═══ Excerpt provided

The classes GeometricLog and WorldLines are defined here.

class cellsystem.logging.geometric.GeometricLog(*args, **kwargs)

Bases: cellsystem.logging.core.weak.WeakLog

Registers the geometric positions of the cells.

iter_changes()

Iterate through every action

iter_states()

Generate the intermediate states.

log_death(cell)

Register the disappeareance of the cell.

log_division(daughters)

log_migration(cell)

log_newcell(cell)

preparefor_division(cell)

worldlines(prune_death=False)

Get the geometric evolution of individual cells in space and time.

class cellsystem.logging.geometric.WorldLines(initial_state=None, time=0)

Bases: object

A class that represents the worldlines of a set of cells.

A worldline is the place in time and space that a cell occupies throughout it’s existence.

add_event(cell, event)

Add an event (a spacetime coordinate) for the cell.

classmethod from_log(geometric_log, prune_death=False)

Initialize from a geometric log.

last_state_of(cell)

Return the last recorded event of the given cell.

remove(cell)

Remove the given cell’s timeline.

show(div_marker='o', end_marker='', savefig=None)

Render the 3D worldlines as a plot.

update(state, transition, time, prune_death=False)

Add the event described by the transition, time and final state.

cellsystem.logging.simple module

cellsystem.logging.treelogs module

class cellsystem.logging.treelogs.AncestryLog(*args, **kwargs)

Bases: cellsystem.logging.treelogs.TreeLog

A tree log that maintains a “family tree”.

Each leaf represents a cell. When that cell divides, the leaf branches into leaves representing the daughters.

add_child(*args, **kwargs)

log_division(daughters)

Add 2 new branches to the father of the cells.

log_newcell(cell)

class cellsystem.logging.treelogs.MutationsLog(*args, **kwargs)

Bases: cellsystem.logging.treelogs.TreeLog

A tree log that maintains a record of genome branching events.

Each leaf represents a genome that may be present in one or more cells. When one of those cells mutates, the new genome is added as a child of that leaf.

log_division(daughters)

Remove the father from the alive cells.

log_mutation(cell)

Add a new child to the parent genome.

log_newcell(cell)

class cellsystem.logging.treelogs.TreeLog(*args, **kwargs)

Bases: cellsystem.logging.core.weak.WeakLog

Base class for logs that grow trees.

add_child(parent=None, name=None)

alive_nodes

fetch_tree(prune_death=False)

Fetch a copy of the tree.

If prune_death is True, remove the leaves that correspond to death cells.

log_death(cell)

preparefor_division(cell)

Module contents

Logging classes.

══════
═══ Data extracts

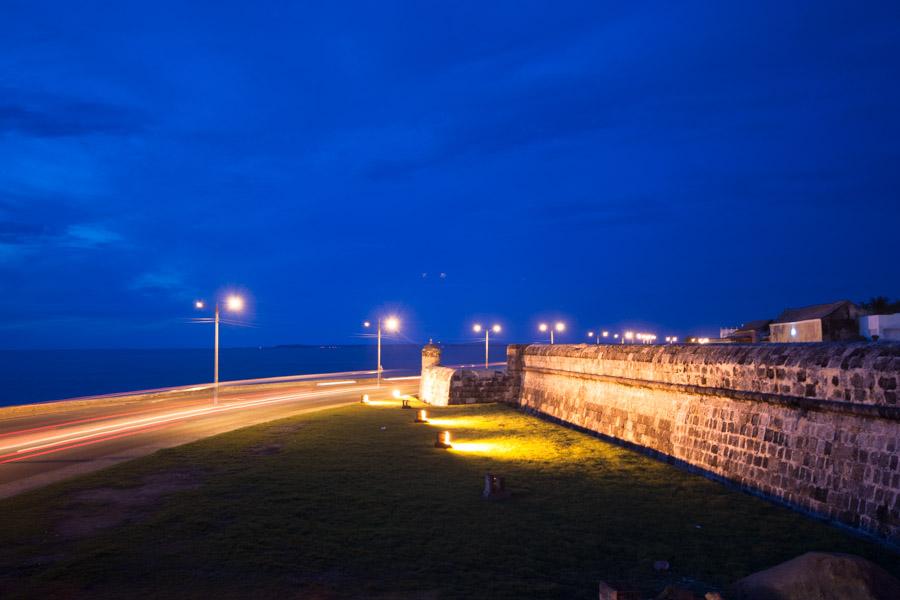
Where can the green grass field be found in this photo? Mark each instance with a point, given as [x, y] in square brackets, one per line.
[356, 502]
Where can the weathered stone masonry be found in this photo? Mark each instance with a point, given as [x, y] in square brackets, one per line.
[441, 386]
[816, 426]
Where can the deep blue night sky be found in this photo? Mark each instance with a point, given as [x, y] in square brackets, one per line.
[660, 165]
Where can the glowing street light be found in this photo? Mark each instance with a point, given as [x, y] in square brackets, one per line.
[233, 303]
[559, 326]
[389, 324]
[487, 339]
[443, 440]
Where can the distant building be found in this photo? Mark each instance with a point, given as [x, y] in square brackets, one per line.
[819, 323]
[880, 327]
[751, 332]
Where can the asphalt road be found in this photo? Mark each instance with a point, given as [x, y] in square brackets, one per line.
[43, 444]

══════
═══ Data extracts

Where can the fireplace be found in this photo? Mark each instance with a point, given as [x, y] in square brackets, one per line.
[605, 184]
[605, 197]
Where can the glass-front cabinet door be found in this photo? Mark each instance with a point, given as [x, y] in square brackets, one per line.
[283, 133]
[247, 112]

══════
═══ Data extracts

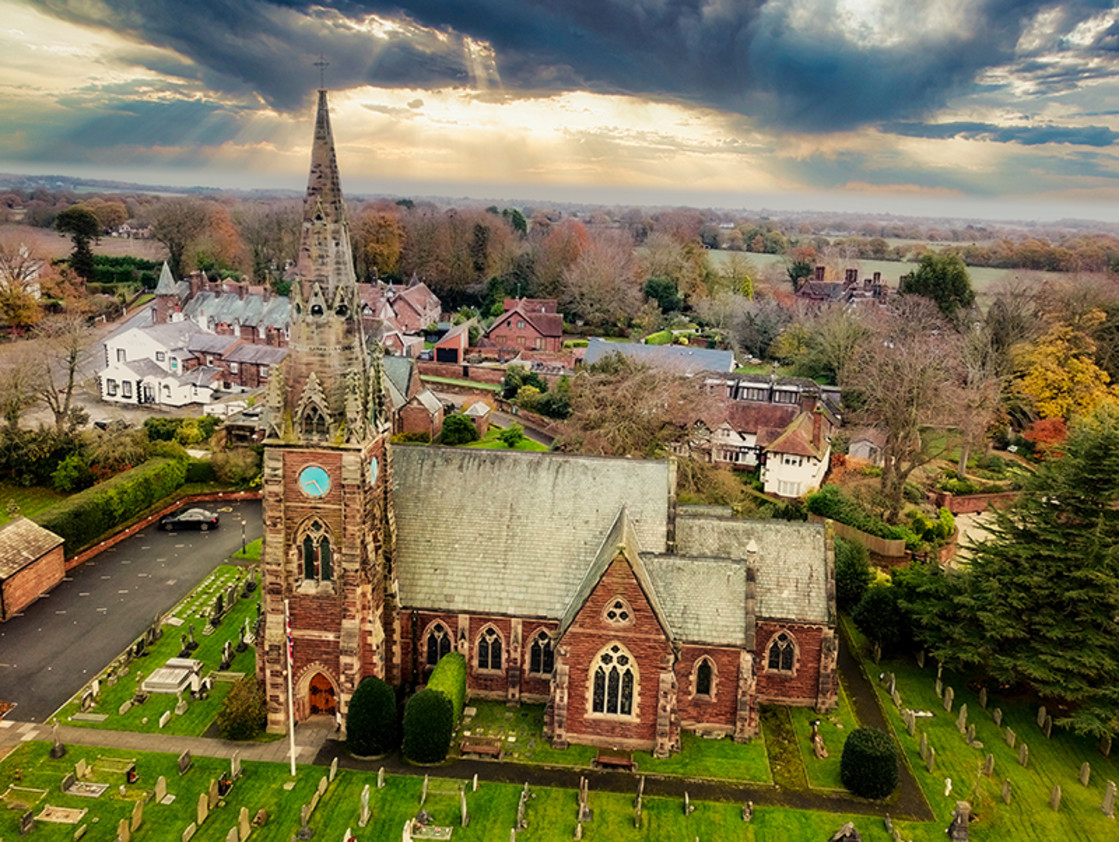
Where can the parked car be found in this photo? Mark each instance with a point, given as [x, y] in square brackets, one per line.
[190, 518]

══════

= Exercise instructions =
In the cellsystem logging documentation, reproduce everything from "cellsystem.logging.treelogs module" down to "representing the daughters.", swapping "family tree" for "lineage tree".

= Your solution =
cellsystem.logging.treelogs module

class cellsystem.logging.treelogs.AncestryLog(*args, **kwargs)

Bases: cellsystem.logging.treelogs.TreeLog

A tree log that maintains a “lineage tree”.

Each leaf represents a cell. When that cell divides, the leaf branches into leaves representing the daughters.